**Given request 1:** Please count the lines of the records that contain the word "above", treating uppercase and lowercase as different, and reply with the number only.
-- Begin Selected text --
On October 3, 1902, the defendant, in order to effect and carry
out the conspiracy, presented a bill against the United States for
$15,800, for 5,000 satchels theretofore sold and delivered to the
Department in accordance with the contract of June 25, 1902, with
the lock company, and on October 13, 1902, in pursuance of the
conspiracy, the General Superintendent approved the bill as such
superintendent, the defendant receiving and accepting a warrant
payable to the order of the lock company from the Department in
payment of such bill for the amount thereof.
On the twenty-first of October, 1902, the defendant, in
pursuance of the conspiracy, drew a check of the lock company
Page 212 U. S. 191
upon Spencer Trask & Company, of New York, for $5,441.36,
payable to the order of Lorenz, which he sent to Lorenz.
On October 28, 1902, Lorenz, having received the check and
obtained the money on it, sent to Machen, the General
Superintendent, the sum of $900 by means of a draft procured by
Lorenz and sent by him to the Superintendent.
From this statement it appears that the count discloses the
duties of the General Superintendent and the duty that he owed to
the government in relation to a contract of the nature above
mentioned. It was part of his duty to give an honest and
unprejudiced judgment whether the contract was from time to time
being fairly and fully complied with, both as to the number of
satchels furnished, their material and workmanship, as well as with
regard to all other matters pertaining to the contract. It cannot
be supposed that such duty could be fully, impartially, and
honestly discharged by an officer who, by reason of his private and
alleged corrupt agreement with the agent of the contractor whose
work he was supervising, would obtain more pay by exceeding in his
requisitions the number of satchels really necessary for the
Department. It could scarcely be believed that he would give an
unbiased and honest judgment upon the question whether the contract
had been fulfilled as to material or workmanship or other detail
when, if the satchels were received, he would at once, though
secretly, receive a certain portion of the sum paid by the
Department to the contractor for furnishing such satchels. This is
not an indictment for the violation of a statute against bribery.
-- End Selected text --
-- Begin Task inputs --
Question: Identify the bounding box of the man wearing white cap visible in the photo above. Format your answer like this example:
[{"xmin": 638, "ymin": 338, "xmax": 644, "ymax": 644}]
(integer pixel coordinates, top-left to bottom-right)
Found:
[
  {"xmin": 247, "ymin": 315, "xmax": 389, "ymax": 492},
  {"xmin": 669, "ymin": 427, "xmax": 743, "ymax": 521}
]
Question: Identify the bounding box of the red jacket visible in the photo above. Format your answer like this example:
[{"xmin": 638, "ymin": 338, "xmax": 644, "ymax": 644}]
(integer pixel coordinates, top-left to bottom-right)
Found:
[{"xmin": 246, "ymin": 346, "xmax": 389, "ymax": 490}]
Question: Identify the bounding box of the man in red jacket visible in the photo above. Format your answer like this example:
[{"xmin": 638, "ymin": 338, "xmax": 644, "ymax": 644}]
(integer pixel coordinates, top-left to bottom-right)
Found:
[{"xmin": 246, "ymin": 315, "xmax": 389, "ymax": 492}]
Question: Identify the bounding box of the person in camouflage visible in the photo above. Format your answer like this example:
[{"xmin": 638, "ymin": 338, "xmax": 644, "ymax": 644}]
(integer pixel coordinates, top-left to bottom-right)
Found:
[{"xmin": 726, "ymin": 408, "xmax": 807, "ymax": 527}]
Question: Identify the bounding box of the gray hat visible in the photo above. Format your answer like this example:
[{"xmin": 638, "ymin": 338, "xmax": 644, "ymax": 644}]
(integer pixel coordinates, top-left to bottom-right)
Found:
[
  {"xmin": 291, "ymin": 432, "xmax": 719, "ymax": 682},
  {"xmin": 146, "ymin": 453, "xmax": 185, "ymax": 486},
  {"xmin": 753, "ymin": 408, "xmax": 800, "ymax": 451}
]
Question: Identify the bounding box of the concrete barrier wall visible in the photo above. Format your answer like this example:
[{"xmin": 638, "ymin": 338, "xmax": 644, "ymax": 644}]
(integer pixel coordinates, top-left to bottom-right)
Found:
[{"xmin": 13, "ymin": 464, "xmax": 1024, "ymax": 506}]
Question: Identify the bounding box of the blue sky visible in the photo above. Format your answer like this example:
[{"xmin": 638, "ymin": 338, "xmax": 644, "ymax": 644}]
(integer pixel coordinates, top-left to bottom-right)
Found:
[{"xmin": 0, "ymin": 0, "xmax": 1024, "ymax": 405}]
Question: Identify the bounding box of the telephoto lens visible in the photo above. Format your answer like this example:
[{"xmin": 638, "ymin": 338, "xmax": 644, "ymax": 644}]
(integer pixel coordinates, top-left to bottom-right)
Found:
-- End Task inputs --
**Given request 2:** In the passage on the satchel contract conspiracy, what sum did Lorenz send to Machen on October 28, 1902?

**Exercise answer 1:** 8

**Exercise answer 2:** $900, sent by a draft that Lorenz procured.